What you need to do: Quote the entries word for word. Omit the pictures.

Records for this exercise:
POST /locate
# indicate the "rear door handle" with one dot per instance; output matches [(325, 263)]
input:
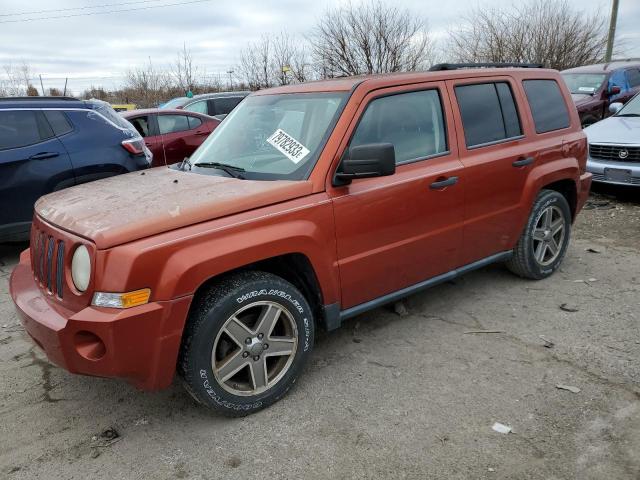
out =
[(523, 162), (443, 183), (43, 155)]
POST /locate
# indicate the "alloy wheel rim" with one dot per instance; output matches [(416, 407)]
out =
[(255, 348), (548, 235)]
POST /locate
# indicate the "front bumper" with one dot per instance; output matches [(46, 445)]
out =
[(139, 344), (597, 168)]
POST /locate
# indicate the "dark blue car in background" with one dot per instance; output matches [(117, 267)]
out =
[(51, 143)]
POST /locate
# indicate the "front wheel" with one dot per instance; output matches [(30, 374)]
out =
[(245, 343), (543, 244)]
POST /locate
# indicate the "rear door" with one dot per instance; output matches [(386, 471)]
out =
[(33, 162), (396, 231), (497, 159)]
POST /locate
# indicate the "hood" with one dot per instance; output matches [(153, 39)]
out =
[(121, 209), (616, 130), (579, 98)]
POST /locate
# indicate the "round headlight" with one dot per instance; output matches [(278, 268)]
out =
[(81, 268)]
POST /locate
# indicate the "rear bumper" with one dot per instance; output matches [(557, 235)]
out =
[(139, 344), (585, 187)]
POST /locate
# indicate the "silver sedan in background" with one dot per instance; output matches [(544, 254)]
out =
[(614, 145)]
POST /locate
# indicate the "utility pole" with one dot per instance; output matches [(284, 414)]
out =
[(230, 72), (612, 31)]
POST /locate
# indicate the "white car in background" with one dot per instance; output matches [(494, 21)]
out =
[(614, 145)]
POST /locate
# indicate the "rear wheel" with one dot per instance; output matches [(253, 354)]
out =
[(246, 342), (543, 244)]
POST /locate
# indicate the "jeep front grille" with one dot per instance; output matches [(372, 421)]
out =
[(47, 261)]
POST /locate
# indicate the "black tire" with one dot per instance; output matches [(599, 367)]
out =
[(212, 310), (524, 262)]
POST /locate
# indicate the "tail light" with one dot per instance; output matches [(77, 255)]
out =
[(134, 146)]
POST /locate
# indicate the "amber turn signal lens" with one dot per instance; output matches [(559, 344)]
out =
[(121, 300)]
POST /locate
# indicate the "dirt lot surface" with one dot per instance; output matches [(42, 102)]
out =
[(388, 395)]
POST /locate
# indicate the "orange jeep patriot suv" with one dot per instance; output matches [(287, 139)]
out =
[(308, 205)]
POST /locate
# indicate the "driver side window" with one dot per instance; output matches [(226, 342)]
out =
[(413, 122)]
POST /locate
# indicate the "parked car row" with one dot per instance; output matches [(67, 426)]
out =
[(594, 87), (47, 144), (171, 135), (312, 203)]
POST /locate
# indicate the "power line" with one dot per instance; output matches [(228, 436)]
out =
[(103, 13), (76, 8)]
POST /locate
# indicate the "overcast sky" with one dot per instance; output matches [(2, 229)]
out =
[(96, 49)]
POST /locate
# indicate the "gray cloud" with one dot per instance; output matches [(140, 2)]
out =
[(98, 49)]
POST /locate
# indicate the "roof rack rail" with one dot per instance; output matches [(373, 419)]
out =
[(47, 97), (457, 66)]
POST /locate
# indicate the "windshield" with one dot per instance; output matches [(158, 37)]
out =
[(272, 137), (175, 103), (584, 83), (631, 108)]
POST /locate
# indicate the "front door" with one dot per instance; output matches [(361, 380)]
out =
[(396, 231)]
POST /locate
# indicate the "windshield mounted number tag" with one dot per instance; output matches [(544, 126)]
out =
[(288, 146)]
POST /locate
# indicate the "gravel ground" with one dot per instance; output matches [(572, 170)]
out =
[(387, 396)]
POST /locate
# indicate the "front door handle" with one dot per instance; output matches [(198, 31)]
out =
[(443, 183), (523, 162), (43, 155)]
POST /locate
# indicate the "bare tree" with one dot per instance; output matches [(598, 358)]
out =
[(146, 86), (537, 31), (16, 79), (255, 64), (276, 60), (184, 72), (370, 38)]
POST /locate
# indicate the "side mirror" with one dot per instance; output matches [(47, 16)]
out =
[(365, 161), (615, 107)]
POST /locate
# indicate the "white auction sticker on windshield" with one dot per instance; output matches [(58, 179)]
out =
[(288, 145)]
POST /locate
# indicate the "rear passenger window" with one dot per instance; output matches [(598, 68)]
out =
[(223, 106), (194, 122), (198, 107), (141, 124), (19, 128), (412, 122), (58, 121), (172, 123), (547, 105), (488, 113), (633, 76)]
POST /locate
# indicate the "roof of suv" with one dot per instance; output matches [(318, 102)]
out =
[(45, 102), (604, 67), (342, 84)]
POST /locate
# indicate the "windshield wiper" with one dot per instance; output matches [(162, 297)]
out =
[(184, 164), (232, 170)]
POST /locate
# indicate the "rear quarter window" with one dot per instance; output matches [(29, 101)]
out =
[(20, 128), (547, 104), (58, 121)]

Answer to the problem:
POST /locate
# indicate the "rear door handle" with one dot per instance; output matches [(325, 263)]
input:
out =
[(523, 162), (443, 183), (43, 155)]
POST /locate
# indicate the "alloy wheel rim" with one dot per instance; output matches [(416, 407)]
out =
[(255, 348), (548, 235)]
POST /locate
# indicate the "front bumper" with one dot per instance; output matches [(46, 445)]
out =
[(139, 344), (597, 168)]
POST /locate
# indicate the "dark blue car in background" with one dot per instance; output matches [(117, 267)]
out =
[(51, 143)]
POST /locate
# indicate the "front wheel" with one dot per instance; output matches [(30, 374)]
out =
[(245, 343), (543, 244)]
POST /locate
# indicate the "rear door" with one dot per instance; output matches [(386, 471)]
out =
[(33, 162), (396, 231), (497, 159)]
POST /locate
# indicate the "hood" with one dot per instance; output matches [(153, 39)]
out =
[(121, 209), (616, 130), (579, 98)]
POST /locate
# indicate the "round headlight" with one dot per instance; output matches [(278, 268)]
out =
[(81, 268)]
POST /locate
# indicate the "rear bumper" with one dot per instance; output matches [(557, 235)]
out =
[(139, 344), (585, 187)]
POST /locate
# indicate the "silver sedan in background" with one dot per instance; output matches [(544, 254)]
out =
[(614, 145)]
POST /locate
# indicate the "utility pole" with one dot per instance; output matches [(284, 414)]
out =
[(230, 72), (612, 31)]
POST /locate
# indicate the "white car in background" with one dot per instance; output matches [(494, 21)]
out =
[(614, 145)]
POST /locate
# indicate the "rear wheel" with one dot per instance; output matches [(253, 354)]
out =
[(246, 342), (543, 244)]
POST /locate
# indicate the "jeep front grille" with one dot per instance; output matches [(372, 421)]
out =
[(47, 261)]
POST /locate
# indicate the "black tire" with one dot per instance; output matches [(599, 367)]
out =
[(212, 310), (524, 262)]
POST /locate
# indicate the "tail light" with one dot per instance; output matches [(77, 255)]
out =
[(134, 146)]
POST /locate
# indicate the "amber turn signal lens" with one dot per instance; output matches [(559, 344)]
out =
[(121, 300)]
POST /locate
# indicate the "dirt lot surface" with one dot per instance; output matches [(42, 102)]
out =
[(388, 395)]
POST /locate
# indicate the "orange jeep patriot suv" with one dot per instance; output matches [(287, 139)]
out =
[(308, 205)]
POST /locate
# indicate the "driver side window" with one dot per instance; output matches [(226, 342)]
out =
[(413, 122)]
POST /locate
# indicate the "parked car row" with one dot per instance; output matches [(67, 426)]
out =
[(594, 87), (47, 144), (171, 135), (312, 203)]
POST /locate
# indicate the "power line" with one dot per instance; output matches [(228, 436)]
out =
[(103, 13), (76, 8)]
POST /locate
# indicate the "overcast sky" with one dot per instance; output matches [(2, 229)]
out =
[(96, 49)]
POST /locate
# indicate the "gray cloud" with one dot per instance; output matches [(140, 2)]
out =
[(98, 49)]
POST /locate
# indicate the "roof rack rail" with one dot per instance; output matches [(373, 419)]
out =
[(47, 97), (457, 66)]
POST /locate
# indicate the "windshield" with one dot per instance; output matches [(158, 37)]
out =
[(272, 137), (175, 103), (584, 83), (631, 108)]
POST /locate
# indicate the "front door" with one dot per instance; output matches [(361, 380)]
out =
[(396, 231)]
POST /locate
# indicate the "windshield mounted number tag" with one dot per instance; output matches [(544, 126)]
out =
[(288, 146)]
POST /locate
# indicate the "gravel ground" with one dot per instance; output matches [(572, 170)]
out =
[(387, 396)]
POST /locate
# indicate the "front door handle" with one dot per instance; output matches [(198, 31)]
out =
[(443, 183), (523, 162), (43, 155)]
POST /locate
# indicate the "bare tree" with one dot per instance; output matches [(598, 358)]
out =
[(146, 86), (537, 31), (16, 79), (255, 64), (276, 60), (184, 72), (370, 38)]
POST /locate
# indicate the "side mirror" with one dot per instance; output matches [(47, 16)]
out =
[(365, 161), (615, 107)]
POST /locate
# indicate the "white auction sticker on windshield" with one dot per instance; output matches [(58, 179)]
out =
[(288, 145)]
POST /locate
# indicate the "rear passenger window" with one dot per instance; output matches [(598, 68)]
out =
[(223, 106), (194, 122), (198, 107), (141, 124), (19, 128), (412, 122), (58, 121), (172, 123), (547, 105), (488, 113), (633, 76)]
POST /locate
# indicate the "roof of suv" with one dot per instance; output matches [(318, 102)]
out =
[(45, 102), (604, 67), (342, 84)]
POST /locate
# indicate the "windshield wiper" with one dot per instance; output matches [(162, 297)]
out =
[(184, 164), (232, 170)]
POST /locate
# indicate the "rear quarter window" with one dot per instance; output matches [(29, 101)]
out =
[(20, 128), (547, 104), (58, 121)]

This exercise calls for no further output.